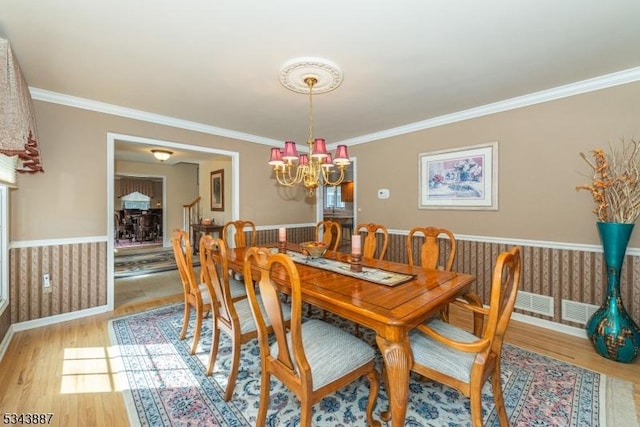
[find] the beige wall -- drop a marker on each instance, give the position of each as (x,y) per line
(539,168)
(69,200)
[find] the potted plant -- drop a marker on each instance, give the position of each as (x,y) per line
(615,189)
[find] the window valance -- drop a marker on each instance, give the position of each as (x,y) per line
(126,186)
(18,135)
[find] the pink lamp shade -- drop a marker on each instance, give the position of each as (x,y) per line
(290,151)
(276,157)
(327,163)
(319,149)
(342,155)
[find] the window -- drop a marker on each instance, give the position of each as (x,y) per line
(136,200)
(333,197)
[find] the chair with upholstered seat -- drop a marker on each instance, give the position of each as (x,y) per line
(459,359)
(239,234)
(331,232)
(231,315)
(312,359)
(196,294)
(430,247)
(429,255)
(370,244)
(147,228)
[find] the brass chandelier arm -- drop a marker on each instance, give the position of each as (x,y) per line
(337,181)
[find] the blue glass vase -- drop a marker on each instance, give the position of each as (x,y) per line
(612,331)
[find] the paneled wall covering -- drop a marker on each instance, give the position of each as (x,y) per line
(78,274)
(573,275)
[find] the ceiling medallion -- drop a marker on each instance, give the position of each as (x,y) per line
(294,73)
(313,168)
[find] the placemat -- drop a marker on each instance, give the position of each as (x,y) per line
(375,275)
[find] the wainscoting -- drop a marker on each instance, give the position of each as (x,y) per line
(79,273)
(78,276)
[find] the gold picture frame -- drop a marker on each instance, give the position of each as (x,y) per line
(217,190)
(461,178)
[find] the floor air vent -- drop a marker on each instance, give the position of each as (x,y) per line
(578,312)
(535,303)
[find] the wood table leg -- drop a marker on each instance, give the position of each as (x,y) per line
(397,362)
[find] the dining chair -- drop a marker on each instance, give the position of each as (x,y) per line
(313,359)
(196,294)
(331,233)
(370,244)
(430,248)
(241,232)
(147,228)
(452,356)
(430,253)
(231,311)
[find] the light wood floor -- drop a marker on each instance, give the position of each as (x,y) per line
(64,369)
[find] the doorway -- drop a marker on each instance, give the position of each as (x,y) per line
(339,203)
(140,149)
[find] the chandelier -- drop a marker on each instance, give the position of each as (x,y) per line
(315,168)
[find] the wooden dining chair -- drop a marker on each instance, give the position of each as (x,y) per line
(430,253)
(464,361)
(331,233)
(239,234)
(370,244)
(196,294)
(430,248)
(231,312)
(313,359)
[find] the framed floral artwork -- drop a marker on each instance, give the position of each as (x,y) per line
(217,190)
(462,178)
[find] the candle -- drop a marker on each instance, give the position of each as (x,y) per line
(355,245)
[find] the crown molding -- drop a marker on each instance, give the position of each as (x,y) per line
(597,83)
(130,113)
(602,82)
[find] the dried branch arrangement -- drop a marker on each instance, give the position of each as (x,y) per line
(616,182)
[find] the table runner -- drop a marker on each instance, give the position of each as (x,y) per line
(374,275)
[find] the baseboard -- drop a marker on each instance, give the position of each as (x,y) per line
(547,324)
(50,320)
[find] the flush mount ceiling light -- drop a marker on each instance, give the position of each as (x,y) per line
(162,155)
(309,75)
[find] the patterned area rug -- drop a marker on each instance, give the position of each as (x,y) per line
(164,385)
(135,263)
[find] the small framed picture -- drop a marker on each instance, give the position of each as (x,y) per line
(217,190)
(463,178)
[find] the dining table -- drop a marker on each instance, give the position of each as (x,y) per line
(388,297)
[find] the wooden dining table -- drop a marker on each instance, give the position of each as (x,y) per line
(391,311)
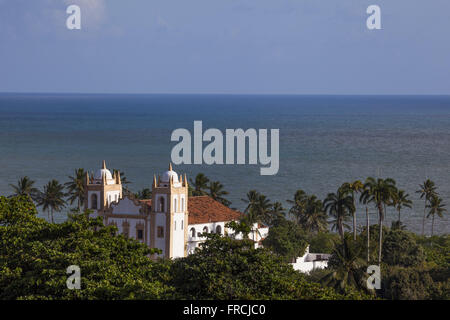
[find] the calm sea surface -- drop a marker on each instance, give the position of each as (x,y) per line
(324,141)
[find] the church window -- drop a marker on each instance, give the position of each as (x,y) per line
(160,232)
(94,201)
(161,204)
(126,229)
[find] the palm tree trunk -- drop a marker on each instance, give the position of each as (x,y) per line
(432,225)
(380,212)
(368,233)
(423,220)
(354,217)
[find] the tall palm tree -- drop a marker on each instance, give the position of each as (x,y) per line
(380,192)
(364,198)
(217,193)
(436,208)
(298,205)
(339,205)
(200,185)
(352,188)
(252,196)
(76,189)
(52,198)
(25,187)
(400,201)
(427,190)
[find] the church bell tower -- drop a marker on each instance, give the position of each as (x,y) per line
(169,216)
(102,189)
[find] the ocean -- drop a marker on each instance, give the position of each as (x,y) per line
(324,141)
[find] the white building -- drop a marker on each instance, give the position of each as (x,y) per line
(170,221)
(311,261)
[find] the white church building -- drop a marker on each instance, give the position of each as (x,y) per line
(171,221)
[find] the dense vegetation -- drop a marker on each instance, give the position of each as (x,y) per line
(35,253)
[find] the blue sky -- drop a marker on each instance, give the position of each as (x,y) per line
(226,46)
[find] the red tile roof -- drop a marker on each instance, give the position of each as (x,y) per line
(204,209)
(148,202)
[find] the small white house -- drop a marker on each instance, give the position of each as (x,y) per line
(310,261)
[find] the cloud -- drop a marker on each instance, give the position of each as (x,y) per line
(24,18)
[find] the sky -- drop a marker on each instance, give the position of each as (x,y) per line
(225,46)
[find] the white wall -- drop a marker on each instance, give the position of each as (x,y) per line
(160,221)
(178,235)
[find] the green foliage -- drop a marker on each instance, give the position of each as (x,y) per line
(401,283)
(35,254)
(401,249)
(286,239)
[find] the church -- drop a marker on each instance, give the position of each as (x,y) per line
(170,221)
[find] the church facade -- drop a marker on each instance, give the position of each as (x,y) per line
(170,221)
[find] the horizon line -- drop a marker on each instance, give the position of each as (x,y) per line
(227,94)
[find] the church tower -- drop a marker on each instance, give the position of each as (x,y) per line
(169,216)
(102,189)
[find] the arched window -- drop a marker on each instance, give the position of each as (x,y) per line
(94,200)
(161,204)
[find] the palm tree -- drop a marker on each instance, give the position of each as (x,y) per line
(427,190)
(298,205)
(436,208)
(216,192)
(399,201)
(353,187)
(364,198)
(380,192)
(145,193)
(252,196)
(348,269)
(25,187)
(200,185)
(339,205)
(52,198)
(75,186)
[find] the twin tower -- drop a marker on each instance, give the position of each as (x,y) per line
(161,223)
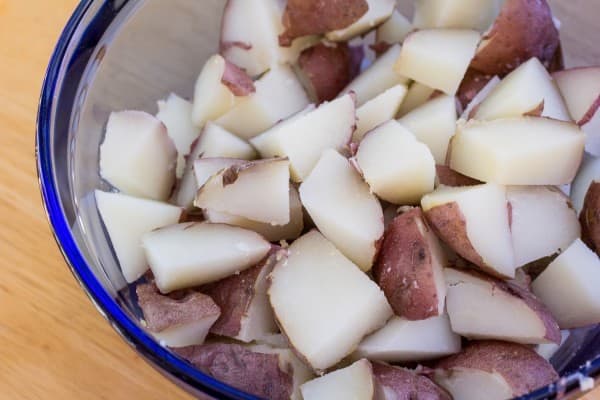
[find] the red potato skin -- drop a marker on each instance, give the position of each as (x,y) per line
(407,384)
(328,69)
(237,81)
(315,17)
(256,373)
(404,268)
(522,368)
(524,29)
(178,308)
(590,218)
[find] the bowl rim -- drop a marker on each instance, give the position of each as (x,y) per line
(158,356)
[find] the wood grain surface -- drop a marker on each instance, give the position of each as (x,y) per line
(53,343)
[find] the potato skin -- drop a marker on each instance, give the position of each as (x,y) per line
(522,368)
(315,17)
(407,384)
(182,307)
(404,269)
(256,373)
(524,29)
(590,218)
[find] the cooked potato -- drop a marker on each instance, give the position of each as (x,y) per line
(524,29)
(494,370)
(259,370)
(410,266)
(180,319)
(504,311)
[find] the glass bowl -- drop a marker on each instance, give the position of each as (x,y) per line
(126,54)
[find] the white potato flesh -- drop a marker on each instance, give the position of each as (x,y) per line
(588,173)
(397,167)
(303,138)
(126,220)
(518,151)
(479,97)
(458,14)
(258,190)
(433,123)
(438,58)
(485,212)
(278,95)
(580,87)
(214,142)
(211,97)
(394,30)
(418,94)
(187,255)
(190,334)
(401,340)
(469,384)
(378,110)
(272,233)
(176,114)
(569,287)
(343,208)
(523,91)
(324,304)
(479,310)
(540,212)
(379,77)
(137,155)
(354,382)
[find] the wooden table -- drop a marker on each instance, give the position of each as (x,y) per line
(54,345)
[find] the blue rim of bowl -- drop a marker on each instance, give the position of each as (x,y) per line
(106,305)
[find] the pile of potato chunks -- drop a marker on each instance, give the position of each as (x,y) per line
(351,193)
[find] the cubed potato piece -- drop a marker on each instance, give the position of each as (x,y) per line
(518,151)
(400,384)
(214,142)
(474,222)
(302,139)
(410,266)
(278,95)
(569,287)
(246,314)
(580,87)
(137,155)
(259,370)
(433,123)
(316,276)
(378,110)
(179,320)
(397,167)
(494,370)
(176,114)
(528,90)
(126,220)
(272,233)
(379,77)
(191,254)
(378,12)
(401,340)
(523,29)
(503,311)
(341,205)
(354,382)
(540,212)
(457,14)
(438,58)
(257,190)
(417,95)
(325,69)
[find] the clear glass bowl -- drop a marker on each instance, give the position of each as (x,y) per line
(126,54)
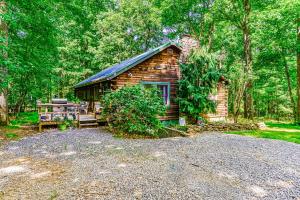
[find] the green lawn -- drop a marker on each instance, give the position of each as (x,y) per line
(282,125)
(286,133)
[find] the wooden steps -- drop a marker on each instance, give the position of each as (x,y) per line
(87,121)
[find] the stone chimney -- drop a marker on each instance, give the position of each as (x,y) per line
(188,43)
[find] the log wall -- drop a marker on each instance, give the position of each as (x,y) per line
(163,67)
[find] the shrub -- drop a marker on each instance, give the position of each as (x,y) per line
(134,110)
(199,76)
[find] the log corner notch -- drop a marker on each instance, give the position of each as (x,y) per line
(3,69)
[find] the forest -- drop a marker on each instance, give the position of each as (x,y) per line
(49,46)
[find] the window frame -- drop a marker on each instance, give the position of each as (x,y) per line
(168,84)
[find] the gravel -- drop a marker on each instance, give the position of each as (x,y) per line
(91,164)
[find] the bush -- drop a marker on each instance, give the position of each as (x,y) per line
(134,110)
(198,79)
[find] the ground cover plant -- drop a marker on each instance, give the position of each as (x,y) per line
(286,132)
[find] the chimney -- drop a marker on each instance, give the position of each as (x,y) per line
(188,43)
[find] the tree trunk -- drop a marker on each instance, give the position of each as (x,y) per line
(3,68)
(248,96)
(288,78)
(298,68)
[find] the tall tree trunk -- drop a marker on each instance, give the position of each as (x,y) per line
(288,78)
(3,68)
(248,95)
(298,68)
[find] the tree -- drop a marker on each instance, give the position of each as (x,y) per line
(298,66)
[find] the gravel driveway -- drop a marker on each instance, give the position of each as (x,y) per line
(91,164)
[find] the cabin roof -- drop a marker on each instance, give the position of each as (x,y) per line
(117,69)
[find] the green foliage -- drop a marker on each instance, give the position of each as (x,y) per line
(284,126)
(198,79)
(134,110)
(277,135)
(52,45)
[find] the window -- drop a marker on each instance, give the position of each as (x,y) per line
(164,87)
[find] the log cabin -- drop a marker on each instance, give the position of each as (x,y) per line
(158,67)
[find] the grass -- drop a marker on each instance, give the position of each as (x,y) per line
(25,118)
(283,125)
(277,131)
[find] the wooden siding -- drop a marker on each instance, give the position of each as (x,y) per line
(163,67)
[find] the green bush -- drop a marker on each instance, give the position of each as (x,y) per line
(134,110)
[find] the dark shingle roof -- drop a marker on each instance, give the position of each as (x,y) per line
(117,69)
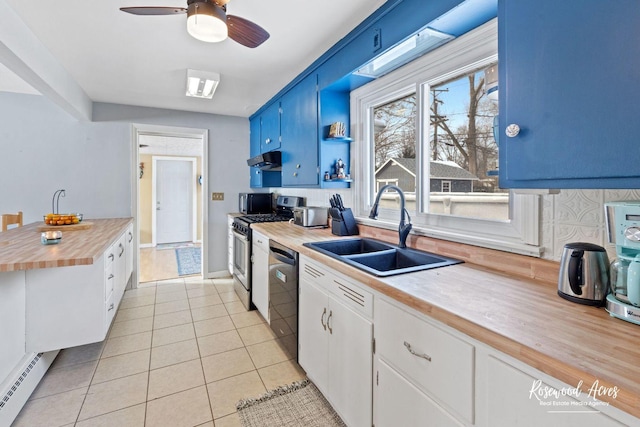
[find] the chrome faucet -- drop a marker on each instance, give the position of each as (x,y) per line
(403,229)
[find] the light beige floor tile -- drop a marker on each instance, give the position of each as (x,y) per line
(208,312)
(232,420)
(80,354)
(229,296)
(213,326)
(127,344)
(172,306)
(185,409)
(281,374)
(224,394)
(175,378)
(172,319)
(173,334)
(267,353)
(130,327)
(134,313)
(128,417)
(113,395)
(170,286)
(137,301)
(56,410)
(219,343)
(65,379)
(247,318)
(228,364)
(235,307)
(202,291)
(174,353)
(256,334)
(170,296)
(139,292)
(111,368)
(204,301)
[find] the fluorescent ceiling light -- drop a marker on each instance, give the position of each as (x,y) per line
(207,22)
(418,44)
(202,84)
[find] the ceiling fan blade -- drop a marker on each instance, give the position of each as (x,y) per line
(246,32)
(150,10)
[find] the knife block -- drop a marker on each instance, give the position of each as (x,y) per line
(344,224)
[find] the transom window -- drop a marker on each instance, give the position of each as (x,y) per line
(428,128)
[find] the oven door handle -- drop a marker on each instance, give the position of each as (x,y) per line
(240,236)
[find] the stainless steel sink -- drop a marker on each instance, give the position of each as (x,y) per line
(380,258)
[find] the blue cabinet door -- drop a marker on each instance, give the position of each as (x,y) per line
(270,128)
(300,134)
(570,79)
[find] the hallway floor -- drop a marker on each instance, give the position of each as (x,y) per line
(180,352)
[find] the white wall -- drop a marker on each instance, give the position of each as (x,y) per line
(43,149)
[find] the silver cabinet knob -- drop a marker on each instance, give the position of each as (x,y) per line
(512,130)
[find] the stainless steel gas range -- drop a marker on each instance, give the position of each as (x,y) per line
(242,243)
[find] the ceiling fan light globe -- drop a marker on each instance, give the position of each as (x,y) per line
(207,22)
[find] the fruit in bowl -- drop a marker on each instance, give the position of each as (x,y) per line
(62,219)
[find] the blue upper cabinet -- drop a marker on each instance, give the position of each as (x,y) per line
(270,128)
(300,134)
(570,79)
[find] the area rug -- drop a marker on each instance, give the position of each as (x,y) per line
(296,405)
(188,261)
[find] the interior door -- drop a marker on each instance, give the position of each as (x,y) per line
(174,201)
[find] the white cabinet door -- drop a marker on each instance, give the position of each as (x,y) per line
(260,273)
(400,403)
(313,337)
(350,364)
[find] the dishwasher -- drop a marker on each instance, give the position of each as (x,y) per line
(283,296)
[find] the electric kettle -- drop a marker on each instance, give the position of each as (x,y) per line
(584,274)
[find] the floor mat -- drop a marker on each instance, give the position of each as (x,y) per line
(297,405)
(189,260)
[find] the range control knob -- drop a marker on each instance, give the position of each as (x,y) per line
(632,234)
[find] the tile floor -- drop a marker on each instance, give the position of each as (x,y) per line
(180,352)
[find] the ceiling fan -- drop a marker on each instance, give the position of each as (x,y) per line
(207,20)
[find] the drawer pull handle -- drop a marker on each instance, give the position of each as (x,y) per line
(324,313)
(412,351)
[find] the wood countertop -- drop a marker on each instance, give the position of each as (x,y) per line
(513,313)
(20,248)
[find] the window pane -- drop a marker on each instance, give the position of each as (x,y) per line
(463,152)
(395,151)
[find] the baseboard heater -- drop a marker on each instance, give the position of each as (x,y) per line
(16,389)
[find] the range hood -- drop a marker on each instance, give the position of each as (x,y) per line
(271,160)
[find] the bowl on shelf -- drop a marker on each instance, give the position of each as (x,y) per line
(62,219)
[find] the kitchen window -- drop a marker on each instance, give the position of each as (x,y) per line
(428,128)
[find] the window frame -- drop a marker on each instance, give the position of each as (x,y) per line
(472,51)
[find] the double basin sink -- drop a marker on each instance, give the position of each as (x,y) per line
(380,258)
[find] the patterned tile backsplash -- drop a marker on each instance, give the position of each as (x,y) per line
(569,216)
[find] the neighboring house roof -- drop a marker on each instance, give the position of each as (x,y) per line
(438,169)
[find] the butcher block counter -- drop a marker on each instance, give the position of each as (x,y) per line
(512,307)
(20,248)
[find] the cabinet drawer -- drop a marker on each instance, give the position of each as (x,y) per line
(435,361)
(346,291)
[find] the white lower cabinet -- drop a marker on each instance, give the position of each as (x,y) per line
(434,362)
(260,273)
(399,403)
(335,341)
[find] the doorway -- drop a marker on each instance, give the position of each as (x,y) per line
(169,202)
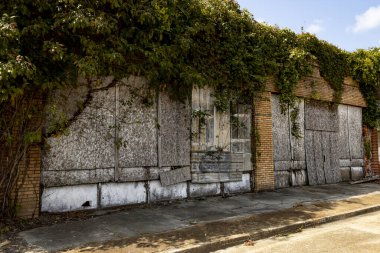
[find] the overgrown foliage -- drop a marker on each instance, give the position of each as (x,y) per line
(176,45)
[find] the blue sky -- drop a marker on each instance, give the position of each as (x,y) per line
(348,24)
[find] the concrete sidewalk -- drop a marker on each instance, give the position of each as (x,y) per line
(210,224)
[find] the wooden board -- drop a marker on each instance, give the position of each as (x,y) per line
(335,157)
(216,167)
(320,116)
(326,146)
(217,157)
(310,158)
(318,156)
(204,178)
(175,176)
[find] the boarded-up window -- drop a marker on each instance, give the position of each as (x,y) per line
(220,140)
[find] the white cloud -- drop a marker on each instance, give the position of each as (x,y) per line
(316,27)
(368,20)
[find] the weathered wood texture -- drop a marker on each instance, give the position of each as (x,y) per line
(315,87)
(321,116)
(175,176)
(220,140)
(137,125)
(289,151)
(175,122)
(89,143)
(204,178)
(202,129)
(281,132)
(322,157)
(344,146)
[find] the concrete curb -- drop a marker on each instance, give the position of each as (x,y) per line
(266,233)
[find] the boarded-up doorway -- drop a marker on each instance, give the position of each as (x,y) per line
(321,140)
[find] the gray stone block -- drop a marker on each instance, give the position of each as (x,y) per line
(240,186)
(158,192)
(345,173)
(282,179)
(201,190)
(175,176)
(116,194)
(357,173)
(69,198)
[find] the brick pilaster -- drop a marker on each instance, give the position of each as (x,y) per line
(264,167)
(375,153)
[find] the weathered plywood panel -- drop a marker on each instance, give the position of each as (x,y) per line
(326,146)
(310,158)
(299,177)
(282,165)
(133,174)
(202,133)
(137,124)
(281,140)
(89,143)
(355,132)
(282,179)
(321,116)
(318,156)
(217,157)
(175,176)
(175,120)
(343,147)
(335,157)
(202,178)
(216,167)
(298,144)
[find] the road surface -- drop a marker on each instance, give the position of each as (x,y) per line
(357,235)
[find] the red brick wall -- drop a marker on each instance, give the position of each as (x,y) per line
(375,153)
(264,167)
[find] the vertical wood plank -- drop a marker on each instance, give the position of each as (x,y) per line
(326,151)
(310,158)
(335,157)
(317,143)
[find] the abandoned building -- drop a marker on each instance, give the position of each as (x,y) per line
(120,151)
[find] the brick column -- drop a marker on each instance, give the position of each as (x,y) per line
(375,153)
(264,167)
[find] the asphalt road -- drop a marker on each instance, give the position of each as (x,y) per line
(356,235)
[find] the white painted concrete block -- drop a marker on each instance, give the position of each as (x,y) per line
(116,194)
(240,186)
(357,173)
(199,190)
(69,198)
(158,192)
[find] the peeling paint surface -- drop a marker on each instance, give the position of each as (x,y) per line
(158,192)
(116,194)
(200,190)
(69,198)
(240,186)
---+---
* EXERCISE DIRECTIONS
Set down, word for word, every line from the line that holds "[find] the brick column" to the end of the entries above, including both ends.

* SOLUTION BELOW
[find] the brick column -- drop a marker on each instance, give the position of each as (x,y) per line
(375,153)
(264,167)
[find] the asphalt road -- drop a marker on each instance, give the position of each as (x,y) per line
(356,235)
[find] the white painted concrete block -- drop a marker on each instance, give the position of each as (x,y) per line
(116,194)
(240,186)
(357,173)
(199,190)
(69,198)
(158,192)
[find] the peeling paint surface -- drop a marker on each instance, give the position of each as (x,y) per line
(158,192)
(116,194)
(200,190)
(69,198)
(240,186)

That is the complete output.